* [DATA SHOWN]:

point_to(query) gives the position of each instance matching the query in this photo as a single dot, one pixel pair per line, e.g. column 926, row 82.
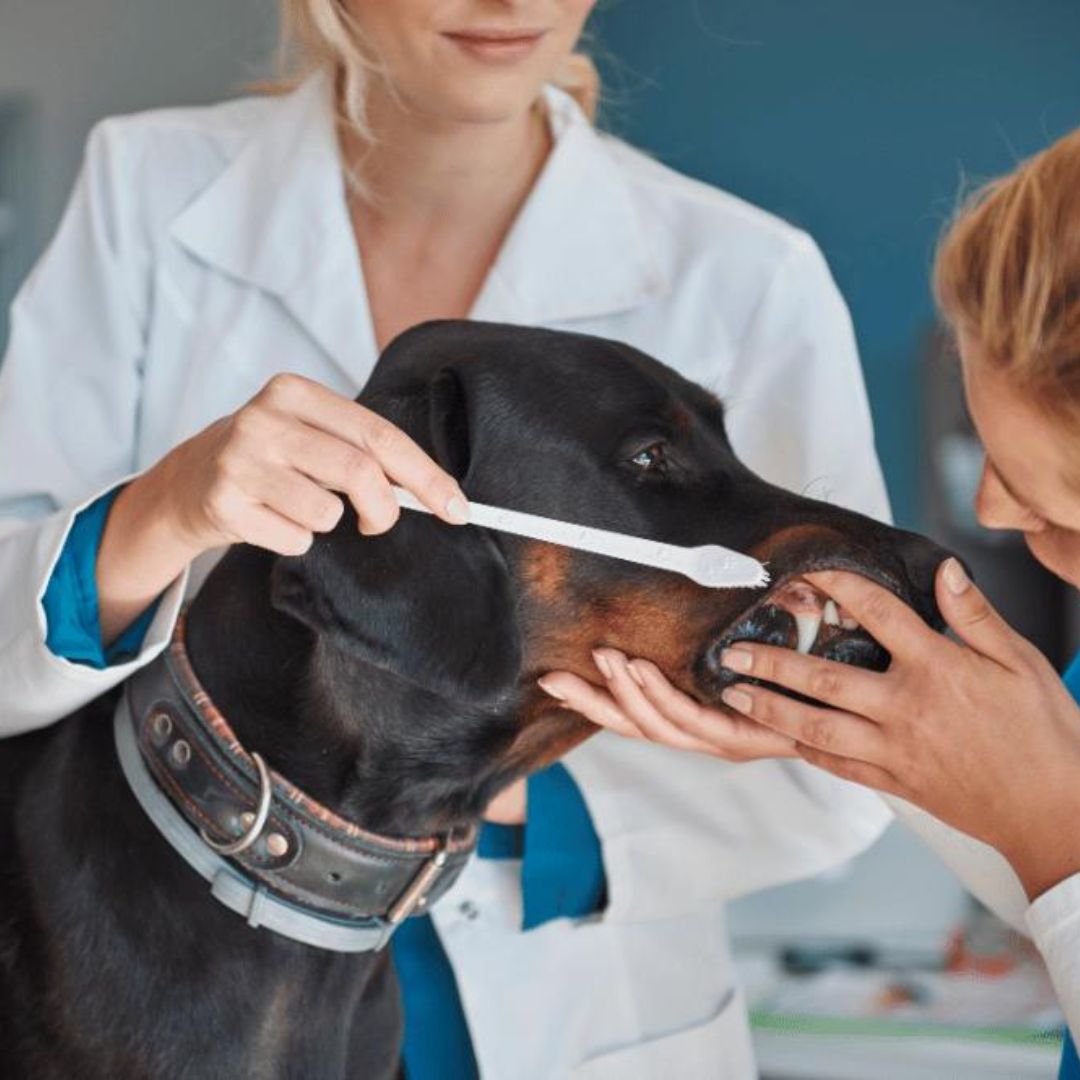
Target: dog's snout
column 920, row 558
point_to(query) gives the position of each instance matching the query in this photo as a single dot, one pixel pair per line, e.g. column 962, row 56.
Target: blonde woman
column 180, row 376
column 981, row 733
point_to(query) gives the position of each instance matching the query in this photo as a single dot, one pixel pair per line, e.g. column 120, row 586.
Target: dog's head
column 591, row 431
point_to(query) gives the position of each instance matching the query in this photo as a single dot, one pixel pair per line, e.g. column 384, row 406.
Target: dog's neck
column 389, row 756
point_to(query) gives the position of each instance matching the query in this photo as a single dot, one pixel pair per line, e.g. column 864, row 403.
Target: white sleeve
column 69, row 391
column 1054, row 922
column 985, row 872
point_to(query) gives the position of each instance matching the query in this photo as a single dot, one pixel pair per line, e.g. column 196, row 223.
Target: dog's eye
column 651, row 459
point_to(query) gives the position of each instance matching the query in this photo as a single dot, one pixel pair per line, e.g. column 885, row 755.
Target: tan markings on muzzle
column 665, row 620
column 792, row 538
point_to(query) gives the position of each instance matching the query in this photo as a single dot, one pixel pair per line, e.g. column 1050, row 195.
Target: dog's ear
column 427, row 601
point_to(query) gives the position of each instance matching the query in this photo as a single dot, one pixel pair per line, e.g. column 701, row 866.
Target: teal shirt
column 1070, row 1063
column 562, row 868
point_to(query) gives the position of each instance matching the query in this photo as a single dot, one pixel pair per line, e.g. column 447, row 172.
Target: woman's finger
column 341, row 467
column 727, row 736
column 881, row 613
column 858, row 772
column 972, row 617
column 297, row 498
column 266, row 528
column 826, row 729
column 590, row 701
column 867, row 693
column 397, row 455
column 629, row 697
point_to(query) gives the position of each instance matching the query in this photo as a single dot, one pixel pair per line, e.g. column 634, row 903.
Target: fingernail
column 739, row 700
column 457, row 510
column 549, row 689
column 738, row 660
column 956, row 580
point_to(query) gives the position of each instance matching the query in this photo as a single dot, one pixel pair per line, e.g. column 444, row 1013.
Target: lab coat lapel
column 278, row 218
column 578, row 248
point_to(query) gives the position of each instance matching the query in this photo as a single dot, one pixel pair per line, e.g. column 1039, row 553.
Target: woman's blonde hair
column 1008, row 273
column 321, row 34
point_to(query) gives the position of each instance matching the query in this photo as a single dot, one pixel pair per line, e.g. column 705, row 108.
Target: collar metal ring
column 252, row 834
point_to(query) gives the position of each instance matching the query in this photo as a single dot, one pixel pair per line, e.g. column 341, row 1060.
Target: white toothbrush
column 710, row 565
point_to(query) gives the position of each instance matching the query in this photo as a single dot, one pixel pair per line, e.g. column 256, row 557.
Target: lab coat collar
column 277, row 217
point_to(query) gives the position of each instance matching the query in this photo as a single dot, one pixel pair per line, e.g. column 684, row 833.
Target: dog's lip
column 841, row 642
column 850, row 565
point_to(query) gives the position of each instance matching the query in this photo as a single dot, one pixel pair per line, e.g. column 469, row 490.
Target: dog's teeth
column 808, row 626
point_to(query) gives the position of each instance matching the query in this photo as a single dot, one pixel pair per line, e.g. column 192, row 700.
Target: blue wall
column 858, row 120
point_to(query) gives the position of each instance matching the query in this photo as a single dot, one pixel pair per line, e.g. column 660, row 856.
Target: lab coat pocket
column 718, row 1049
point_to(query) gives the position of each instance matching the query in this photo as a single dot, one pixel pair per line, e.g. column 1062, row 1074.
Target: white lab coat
column 205, row 250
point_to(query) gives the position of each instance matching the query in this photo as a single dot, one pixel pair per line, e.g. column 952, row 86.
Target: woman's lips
column 496, row 46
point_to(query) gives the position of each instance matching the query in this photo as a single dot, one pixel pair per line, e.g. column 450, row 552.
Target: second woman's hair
column 1008, row 274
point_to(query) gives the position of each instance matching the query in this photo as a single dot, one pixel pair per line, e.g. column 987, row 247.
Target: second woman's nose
column 998, row 509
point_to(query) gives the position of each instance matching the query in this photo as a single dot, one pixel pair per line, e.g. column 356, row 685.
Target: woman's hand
column 640, row 703
column 266, row 475
column 982, row 734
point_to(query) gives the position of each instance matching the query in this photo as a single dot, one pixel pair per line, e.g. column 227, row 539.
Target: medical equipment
column 709, row 565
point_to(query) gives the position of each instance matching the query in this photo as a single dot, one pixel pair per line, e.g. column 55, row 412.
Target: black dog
column 392, row 679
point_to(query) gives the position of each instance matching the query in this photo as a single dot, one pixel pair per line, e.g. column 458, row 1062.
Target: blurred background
column 860, row 122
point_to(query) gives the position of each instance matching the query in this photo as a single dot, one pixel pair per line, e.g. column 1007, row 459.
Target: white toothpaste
column 709, row 565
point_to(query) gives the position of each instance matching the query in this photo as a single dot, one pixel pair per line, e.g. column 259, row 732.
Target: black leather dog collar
column 293, row 851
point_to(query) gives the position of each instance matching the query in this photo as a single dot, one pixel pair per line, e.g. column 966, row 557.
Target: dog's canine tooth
column 808, row 625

* [GIVEN TASK]:
Copy the listing above line for line, without changing a character, and leave out the pictures.

* [THE ANSWER]:
point_to(query) gives the position of each instance matching the query in this photo as a single dot, one pixel pair per line, e.g. column 926, row 82.
Target: dog's snout
column 920, row 558
point_to(query) gives the position of each instance matching the query in this photo as a single dot, one pixel pair per line, e.g. column 962, row 56.
Target: blonde woman
column 180, row 376
column 981, row 733
point_to(query) gives the position of each instance matching the query in this photo as a single dot, one pixel pair per line, e.g. column 120, row 586.
Target: dog's head
column 591, row 431
point_to(query) gives the position of each instance matching the query in this photo as a single dot, one pixel pair per line, e.g. column 384, row 406.
Target: dog's neck
column 389, row 756
point_to(query) gives the position of each instance matching the query in this photo as a single dot, one pixel pair per line, e.g. column 864, row 403.
Target: white sleeve
column 69, row 391
column 1054, row 922
column 985, row 872
point_to(query) gives the position of each instance matching the query in this photo as a single dot, one pixel pair per line, e.g. column 196, row 223.
Target: dog's eye
column 651, row 459
point_to(query) gives the position of each instance matching the query in this photo as a single dot, one pixel pair per line, e.g. column 885, row 755.
Target: tan markings on muzzle
column 665, row 620
column 792, row 538
point_to(query) gives the position of each instance matching the query in this photo as a single dot, one pixel pair per line, e.g. column 1050, row 195.
Target: dog's ear
column 427, row 601
point_to(query) gives the position of each instance matching the query in this photo as a single dot, one pixel pair per line, e.g. column 701, row 866.
Target: teal shirt
column 1070, row 1063
column 562, row 868
point_to(query) gives the position of each instance matching the query in this photo as a single dot, one pixel pair per line, e.g. column 447, row 172.
Target: woman's finger
column 341, row 467
column 727, row 736
column 881, row 613
column 858, row 772
column 972, row 617
column 297, row 498
column 266, row 528
column 826, row 729
column 590, row 701
column 867, row 693
column 397, row 455
column 629, row 697
point_to(query) gives the position of each instance matching the query in this photo as a single dot, one pixel pair per line, e.g. column 634, row 903.
Target: fingernail
column 739, row 700
column 457, row 510
column 549, row 689
column 738, row 660
column 956, row 580
point_to(query) gives the position of each instance matching the query in this photo as a single dot, one pixel pair per line, e.g. column 444, row 1013.
Target: lab coat lapel
column 278, row 218
column 578, row 248
point_to(query) gives the position of each instance matching the query in this photo as a single dot, one pixel pair per line, e.g. column 1039, row 553.
Target: woman's blonde hair
column 1008, row 273
column 321, row 34
point_to(query) gives the position of each instance matching the query in this photo as a single dot, one pixel pair per line, e.g. column 705, row 108.
Target: collar metal ring
column 252, row 834
point_to(query) gives the position of each instance matching the query in this photo as a single dot, one pixel pair per line, e.g. column 341, row 1060.
Target: white toothbrush
column 710, row 565
point_to(query) gives the position of each instance matching the query in this photo as a single dot, one pixel pair per line, e.g. column 256, row 557.
Target: lab coat collar
column 277, row 217
point_to(query) gives the position of each instance matching the query in this photo as a single dot, one pixel pair per line, e.g. column 684, row 833.
Target: dog's lip
column 841, row 642
column 850, row 565
point_to(query) gives the position of each instance matching the query in this photo as a single dot, one pixel pair per line, e.g. column 469, row 490.
Target: dog's teeth
column 808, row 626
point_to(query) gives the position of each instance matching the query in this photo as a single dot, one pixel pair per line, e.g. column 192, row 700.
Target: blue wall
column 858, row 120
point_to(query) gives the position of each instance matching the query in this photo as a single dot, one pixel pair per line, e.g. column 660, row 856.
Target: lab coat pocket
column 718, row 1049
point_to(query) gives the position of each instance matching the query in this photo as a single dot, one pixel pair per line, e.g. column 1062, row 1074.
Target: white lab coat
column 205, row 250
point_to(query) gives the position of each instance matching the query in this photo as a single dot, one pixel pair per line, e.g. column 952, row 86.
Target: woman's lips
column 496, row 46
point_to(query) gives the position of each instance matching the query in this photo as a single dot, one pixel pair per line, e.g. column 450, row 552.
Target: second woman's hair
column 1008, row 274
point_to(query) gives the position of each instance matching the query in this photo as a single dot, one pixel pair per line, e.g. column 987, row 247.
Target: second woman's nose
column 998, row 509
point_to(query) gives the position of each instance matching the query in this photo as a single dot, one pixel pair per line, e.g. column 356, row 685.
Target: woman's hand
column 640, row 703
column 266, row 475
column 982, row 734
point_to(query) gives the position of each instance matching the query in this photo as a single dot, one pixel pair per line, e.g. column 227, row 539.
Target: medical equipment
column 709, row 565
point_to(query) gives the position of each instance matching the query in this photo as a single dot, one pixel pair per line, e.g. column 55, row 412.
Target: black dog
column 392, row 679
point_to(query) gives the position of each instance matching the query in this photo as a single dot, one pixel pair per line, e.g. column 458, row 1062.
Target: blurred background
column 860, row 122
point_to(query) gives the position of each instance matching the query in this photo as a single dot, one pixel pair per line, e.g. column 1007, row 459.
Target: white toothpaste
column 709, row 565
point_to(query) gives the position of each instance matching the query in this photo as a single dot, one pixel pair per line, e.g. column 259, row 732.
Target: black leather dog collar
column 293, row 851
point_to(query) gives the position of each instance matching the query in this photo as a single dot, one pixel pair per line, e.g. column 966, row 557.
Target: dog's canine tooth
column 808, row 625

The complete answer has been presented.